=== Text to read ===
──────

TARANTO –Italy’s citrus prices on the Taranto marketplace have plummeted by 48 percent, as price increases in the shopping cart and climate change have decimated harvests, while consumers have cut their fruit purchases, which plummeted by 8 percent in quantity compared to last year, to the lowest since the beginning of the century.
This is what Coldiretti Puglia says, based on the Ismea report. The scenario illustrated is during the focus on citrus fruits from the Gulf of Taranto in Massafra, when the area under citrus production increased by 13.7 percent in 2022 compared to the previous year, while there is now a structural collapse in quotations, a cyclical trend in every campaign.
“Prices are not profitable at all. It has been yet another year to forget,” the president of Coldiretti Taranto, Alfonso Cavallo, raises the alarm. “This is a dramatic trend that has heavy effects on the economic and employment levels for agricultural enterprises, but also from the environmental point of view and for the health of consumers, on which it is necessary to intervene with transparency measures to promote consumption on the domestic market of local products and encourage exports,” adds Cavallo.

──────

=== Collected material ===
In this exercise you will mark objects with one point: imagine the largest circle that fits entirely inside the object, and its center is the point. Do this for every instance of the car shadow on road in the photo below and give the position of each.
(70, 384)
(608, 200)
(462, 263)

──────

=== Required work ===
- A) Reproduce the citrus article between "This is what" and "in every campaign.", inclusive.
- B) According to the citrus article, by what percentage did the area under citrus production increase in 2022 compared to the previous year?
- C) Could you render this sentence from the citrus article in Spanish: "This is what Coldiretti Puglia says, based on the Ismea report."
The listing has no role in this work.

=== Answers given ===
- A)
This is what Coldiretti Puglia says, based on the Ismea report. The scenario illustrated is during the focus on citrus fruits from the Gulf of Taranto in Massafra, when the area under citrus production increased by 13.7 percent in 2022 compared to the previous year, while there is now a structural collapse in quotations, a cyclical trend in every campaign.

- B) 13.7 percent.

- C) Esto es lo que afirma Coldiretti Puglia, basándose en el informe de Ismea.